Top of Supplied material

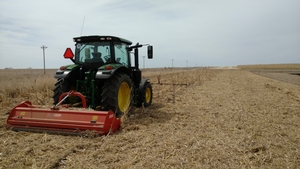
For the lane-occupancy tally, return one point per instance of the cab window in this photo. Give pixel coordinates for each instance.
(121, 54)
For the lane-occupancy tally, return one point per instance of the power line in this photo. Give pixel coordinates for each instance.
(44, 48)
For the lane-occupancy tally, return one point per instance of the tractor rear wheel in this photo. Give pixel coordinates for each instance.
(61, 86)
(116, 94)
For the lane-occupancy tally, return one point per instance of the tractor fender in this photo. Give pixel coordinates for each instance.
(106, 74)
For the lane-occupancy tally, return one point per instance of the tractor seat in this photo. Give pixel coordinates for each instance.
(96, 54)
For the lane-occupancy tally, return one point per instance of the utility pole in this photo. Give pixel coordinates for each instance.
(144, 62)
(44, 47)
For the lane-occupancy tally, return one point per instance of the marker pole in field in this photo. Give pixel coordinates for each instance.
(44, 47)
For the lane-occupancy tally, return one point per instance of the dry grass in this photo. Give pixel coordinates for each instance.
(271, 66)
(221, 119)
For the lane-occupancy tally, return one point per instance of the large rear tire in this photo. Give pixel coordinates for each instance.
(61, 86)
(116, 94)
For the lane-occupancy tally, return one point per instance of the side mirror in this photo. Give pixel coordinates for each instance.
(150, 52)
(68, 54)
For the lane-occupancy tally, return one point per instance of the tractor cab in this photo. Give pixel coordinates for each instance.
(96, 51)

Bottom of Supplied material

> Problem:
Whatever lies between the line containing "the tractor cab" and the final line above, both included, must be returned exactly.

> Reply:
For the lane-occupancy tally, return one point per instance of the tractor cab in this photo. Give pixel coordinates for each instance.
(96, 51)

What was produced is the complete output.